[Pointing records]
==================================================

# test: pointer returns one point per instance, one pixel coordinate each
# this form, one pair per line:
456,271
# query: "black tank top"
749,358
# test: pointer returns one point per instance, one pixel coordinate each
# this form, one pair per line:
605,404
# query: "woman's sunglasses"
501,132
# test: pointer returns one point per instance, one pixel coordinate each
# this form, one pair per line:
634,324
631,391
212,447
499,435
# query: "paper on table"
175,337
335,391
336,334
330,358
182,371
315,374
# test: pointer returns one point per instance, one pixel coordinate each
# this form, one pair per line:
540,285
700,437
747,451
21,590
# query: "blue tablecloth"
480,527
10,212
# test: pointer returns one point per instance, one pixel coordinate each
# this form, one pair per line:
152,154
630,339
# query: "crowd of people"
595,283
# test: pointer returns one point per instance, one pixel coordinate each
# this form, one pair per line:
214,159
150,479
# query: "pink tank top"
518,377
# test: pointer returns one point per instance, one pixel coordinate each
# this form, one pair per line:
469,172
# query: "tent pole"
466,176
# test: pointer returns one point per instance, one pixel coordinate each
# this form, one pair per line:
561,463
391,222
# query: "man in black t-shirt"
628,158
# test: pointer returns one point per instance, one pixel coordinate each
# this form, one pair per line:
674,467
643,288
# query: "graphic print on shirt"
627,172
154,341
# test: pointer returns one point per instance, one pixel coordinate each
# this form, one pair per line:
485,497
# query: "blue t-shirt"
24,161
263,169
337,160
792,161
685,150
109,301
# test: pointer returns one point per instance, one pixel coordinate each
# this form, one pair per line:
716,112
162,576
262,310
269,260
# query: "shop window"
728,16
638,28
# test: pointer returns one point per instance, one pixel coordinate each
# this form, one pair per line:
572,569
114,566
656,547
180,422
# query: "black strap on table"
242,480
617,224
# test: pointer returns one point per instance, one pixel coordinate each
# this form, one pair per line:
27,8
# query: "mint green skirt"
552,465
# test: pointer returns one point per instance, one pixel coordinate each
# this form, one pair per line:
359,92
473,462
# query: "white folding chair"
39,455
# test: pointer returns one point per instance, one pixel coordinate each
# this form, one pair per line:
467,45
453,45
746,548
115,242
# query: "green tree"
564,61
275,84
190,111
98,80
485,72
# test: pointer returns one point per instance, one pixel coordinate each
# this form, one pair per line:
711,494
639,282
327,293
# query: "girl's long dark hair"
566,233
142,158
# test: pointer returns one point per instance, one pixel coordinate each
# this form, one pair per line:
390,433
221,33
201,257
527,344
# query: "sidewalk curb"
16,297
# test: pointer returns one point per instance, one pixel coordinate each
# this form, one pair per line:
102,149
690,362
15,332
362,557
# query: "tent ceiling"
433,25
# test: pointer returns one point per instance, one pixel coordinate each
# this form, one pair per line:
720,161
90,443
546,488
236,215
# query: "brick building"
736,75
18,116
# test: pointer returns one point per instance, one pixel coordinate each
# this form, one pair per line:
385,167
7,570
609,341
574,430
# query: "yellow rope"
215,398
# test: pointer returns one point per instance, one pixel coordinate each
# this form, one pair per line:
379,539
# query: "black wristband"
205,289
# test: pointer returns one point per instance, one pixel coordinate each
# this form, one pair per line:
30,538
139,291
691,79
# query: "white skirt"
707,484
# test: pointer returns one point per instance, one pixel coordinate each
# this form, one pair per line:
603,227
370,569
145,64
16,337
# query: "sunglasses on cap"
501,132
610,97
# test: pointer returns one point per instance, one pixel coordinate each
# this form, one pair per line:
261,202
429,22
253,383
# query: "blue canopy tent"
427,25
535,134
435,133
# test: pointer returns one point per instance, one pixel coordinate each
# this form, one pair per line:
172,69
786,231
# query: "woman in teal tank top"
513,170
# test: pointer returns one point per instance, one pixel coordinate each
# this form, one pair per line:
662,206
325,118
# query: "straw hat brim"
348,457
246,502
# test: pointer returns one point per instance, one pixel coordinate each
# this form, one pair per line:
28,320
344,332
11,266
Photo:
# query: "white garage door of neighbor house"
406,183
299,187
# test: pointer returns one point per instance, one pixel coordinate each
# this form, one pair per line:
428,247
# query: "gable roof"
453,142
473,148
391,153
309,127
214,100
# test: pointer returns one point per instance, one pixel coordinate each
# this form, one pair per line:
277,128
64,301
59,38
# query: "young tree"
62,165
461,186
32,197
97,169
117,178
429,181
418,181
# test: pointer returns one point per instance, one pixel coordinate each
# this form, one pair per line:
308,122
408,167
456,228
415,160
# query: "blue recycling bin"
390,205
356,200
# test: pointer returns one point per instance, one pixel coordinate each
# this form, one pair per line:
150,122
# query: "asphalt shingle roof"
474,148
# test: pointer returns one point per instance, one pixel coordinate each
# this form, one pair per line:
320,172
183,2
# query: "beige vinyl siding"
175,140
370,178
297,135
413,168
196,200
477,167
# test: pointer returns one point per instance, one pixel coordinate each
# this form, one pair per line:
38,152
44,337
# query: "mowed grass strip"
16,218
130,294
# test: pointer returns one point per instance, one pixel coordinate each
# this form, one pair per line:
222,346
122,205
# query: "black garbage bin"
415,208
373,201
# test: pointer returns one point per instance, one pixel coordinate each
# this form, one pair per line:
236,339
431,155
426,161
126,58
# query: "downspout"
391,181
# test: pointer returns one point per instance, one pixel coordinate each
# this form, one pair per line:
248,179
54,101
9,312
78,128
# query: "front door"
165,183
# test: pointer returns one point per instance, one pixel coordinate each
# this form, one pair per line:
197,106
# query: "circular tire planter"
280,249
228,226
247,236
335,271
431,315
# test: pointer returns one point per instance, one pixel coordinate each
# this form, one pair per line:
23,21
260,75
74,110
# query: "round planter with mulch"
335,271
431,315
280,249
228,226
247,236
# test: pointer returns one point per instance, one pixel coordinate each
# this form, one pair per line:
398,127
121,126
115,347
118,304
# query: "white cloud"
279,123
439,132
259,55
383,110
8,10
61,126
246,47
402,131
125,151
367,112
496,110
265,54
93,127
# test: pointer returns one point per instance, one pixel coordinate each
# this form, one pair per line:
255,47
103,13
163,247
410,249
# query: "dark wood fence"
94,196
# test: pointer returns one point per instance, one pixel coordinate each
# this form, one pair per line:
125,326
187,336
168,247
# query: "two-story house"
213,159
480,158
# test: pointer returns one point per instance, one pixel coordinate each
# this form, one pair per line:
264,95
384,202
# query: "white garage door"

==================================================

- **Your task**: Restate the whole listing exactly, leaving out nothing.

- **Solution for this exercise**:
# test: pointer returns one point per instance, one pixel coordinate each
# this form, one pair per line:
456,271
# query: "black tank top"
749,358
# test: pointer returns one point per instance, one pixel coordinate each
# this form, one pair per line:
605,404
# query: "woman's sunglasses"
501,132
# test: pointer returns one point per instance, one pixel coordinate each
# this form, one pair per line:
634,324
631,391
212,447
499,435
# query: "paper on table"
175,337
335,391
336,334
330,358
182,371
315,374
# test: pointer returns one point per instance, one pixel coordinate each
# this form, one pair per line:
540,285
700,437
747,451
21,590
# query: "blue tablecloth"
480,527
10,212
# test: pointer returns one point per instance, one pixel coordinate each
# this form, one pair per line:
152,154
630,339
# query: "crowd of people"
595,283
# test: pointer returns one point per instance, one pixel coordinate each
# this form, one pair per line:
214,159
150,479
# query: "pink tank top"
518,377
# test: pointer returns one point per instance, one pixel coordinate each
# this form, one pair per line:
469,172
# query: "tent pole"
466,176
# test: pointer returns one point per instance, one pixel coordinate each
# this form, one pair per line:
561,463
391,222
# query: "man in black t-shirt"
628,158
# test: pointer returns one point per instance, one pixel coordinate each
# this form, one pair per line:
674,467
643,288
# query: "graphic print on shirt"
627,172
154,341
# test: pointer returns one point per instance, one pixel coordinate each
# this form, one pair per line:
485,497
# query: "blue t-shirt"
24,161
263,169
337,160
792,161
685,150
109,301
# test: pointer returns one point per instance, one pixel coordinate each
# this form, one pair per line:
716,112
162,576
262,310
269,260
# query: "shop window"
728,16
638,28
# test: pointer returns one point per instance, one pixel coordinate each
# this form, one pair per line:
572,569
114,566
656,547
180,422
# query: "black strap on table"
242,480
617,224
# test: pointer returns one point per instance, one pixel coordinate each
# this form, one pair per line:
27,8
# query: "mint green skirt"
552,465
# test: pointer returns one point per instance, one pixel coordinate each
# this form, one pair per line:
359,92
473,462
# query: "white folding chair"
39,455
# test: pointer returns one point per instance, one pixel coordinate each
# this form, one pair per line:
467,45
453,45
746,548
115,242
# query: "green tree"
564,61
275,84
190,111
98,80
485,72
# test: pointer returns one point per instance, one pixel coordinate each
# this form, one pair per line:
711,494
639,282
327,293
# query: "girl's long dark hair"
566,233
142,158
# test: pointer returns one point per instance, one pixel coordinate each
# this form, one pair per line:
390,433
221,33
201,257
527,344
# query: "sidewalk curb"
16,297
# test: pointer returns one point per instance, one pixel coordinate each
# this form, one pair per line:
102,149
690,362
15,332
362,557
# query: "tent ceiling"
433,25
# test: pointer returns one point per instance, one pixel coordinate each
# this form, one pair per line:
720,161
90,443
546,488
236,215
# query: "brick building"
736,75
18,116
# test: pointer returns one point per instance, one pixel coordinate each
# this form, one pair per line:
385,167
7,570
609,341
574,430
# query: "yellow rope"
215,398
# test: pointer returns one point per instance, one pixel coordinate each
# this form, one pair per line:
379,539
# query: "black wristband"
205,289
# test: pointer returns one point per instance, one pixel coordinate each
# this form, one pair per line:
30,538
139,291
691,79
# query: "white skirt"
707,484
# test: pointer returns one point per instance, one pixel coordinate each
# this form, one pair per line:
603,227
370,569
145,64
16,337
# query: "sunglasses on cap"
501,132
610,97
# test: pointer returns one point per instance, one pixel coordinate each
# this form, one pair per line:
261,202
429,22
253,383
# query: "blue canopy tent"
427,25
535,134
435,133
# test: pointer returns one point per instance, one pixel coordinate each
# this form, one pair per line:
172,69
786,231
# query: "woman in teal tank top"
513,170
# test: pointer returns one point per instance, one pixel coordinate each
# this form, one pair per line:
662,206
325,118
# query: "straw hat brim"
348,457
246,502
# test: pointer returns one point per instance, one pixel coordinate each
# this form, one pair per line:
28,320
344,332
11,266
Photo:
# query: "white garage door of neighbor house"
406,183
299,187
# test: pointer returns one point per instance, one pixel coordinate each
# this form, one pair per line:
428,247
# query: "gable roof"
453,142
473,148
391,153
309,127
214,100
# test: pointer returns one point per instance, one pixel coordinate each
# this form, one pair per line:
277,128
64,301
59,38
# query: "young tree"
62,165
461,186
32,197
97,169
117,178
429,181
418,181
# test: pointer returns one point per instance, one pixel coordinate each
# this form, one pair per line:
308,122
408,167
456,228
415,160
# query: "blue recycling bin"
390,205
356,200
# test: pointer returns one point per instance, one pixel coordinate each
# this form, one pair per line:
150,122
# query: "asphalt shingle roof"
474,148
# test: pointer returns one point per instance, one pixel coordinate each
# this form, one pair per line:
320,172
183,2
# query: "beige vinyl siding"
175,140
370,178
297,135
413,168
196,200
477,167
# test: pointer returns one point per instance, one pixel coordinate each
# this form, one pair per line:
38,152
44,337
# query: "mowed grass strip"
16,218
130,294
# test: pointer returns one point per instance, one pixel coordinate each
# this form, one pair per line:
222,346
122,205
# query: "black garbage bin"
415,208
373,201
# test: pointer returns one point per instance, one pixel coordinate each
# this form, one pair per line:
236,339
431,155
426,161
126,58
# query: "downspout"
391,181
# test: pointer returns one point per instance, one pixel coordinate each
# this form, one pair per line:
248,179
54,101
9,312
78,128
# query: "front door"
165,183
# test: pointer returns one point per instance, one pixel coordinate each
# this form, one pair per line:
197,106
# query: "circular tire planter"
280,249
228,226
247,236
335,271
431,315
# test: pointer returns one point per instance, one pixel coordinate each
# this form, one pair per line:
23,21
260,75
74,110
# query: "round planter with mulch"
335,271
431,315
280,249
228,226
247,236
# test: pointer returns one point per instance, one pixel coordinate each
# this form, one pair per line:
398,127
121,126
115,347
118,304
# query: "white cloud"
279,123
439,132
259,55
383,110
8,10
61,126
246,47
402,131
125,151
367,112
496,110
265,54
93,127
# test: pointer returns one point per instance, one pixel coordinate each
# this form, one pair per line:
255,47
103,13
163,247
410,249
# query: "dark wood fence"
94,196
# test: pointer returns one point per instance, one pixel coordinate each
# this form, one pair per line:
125,326
187,336
168,247
# query: "two-story house"
213,159
480,158
# test: pointer returns one point per instance, one pixel coordinate each
# this form, one pair per line:
264,95
384,202
# query: "white garage door"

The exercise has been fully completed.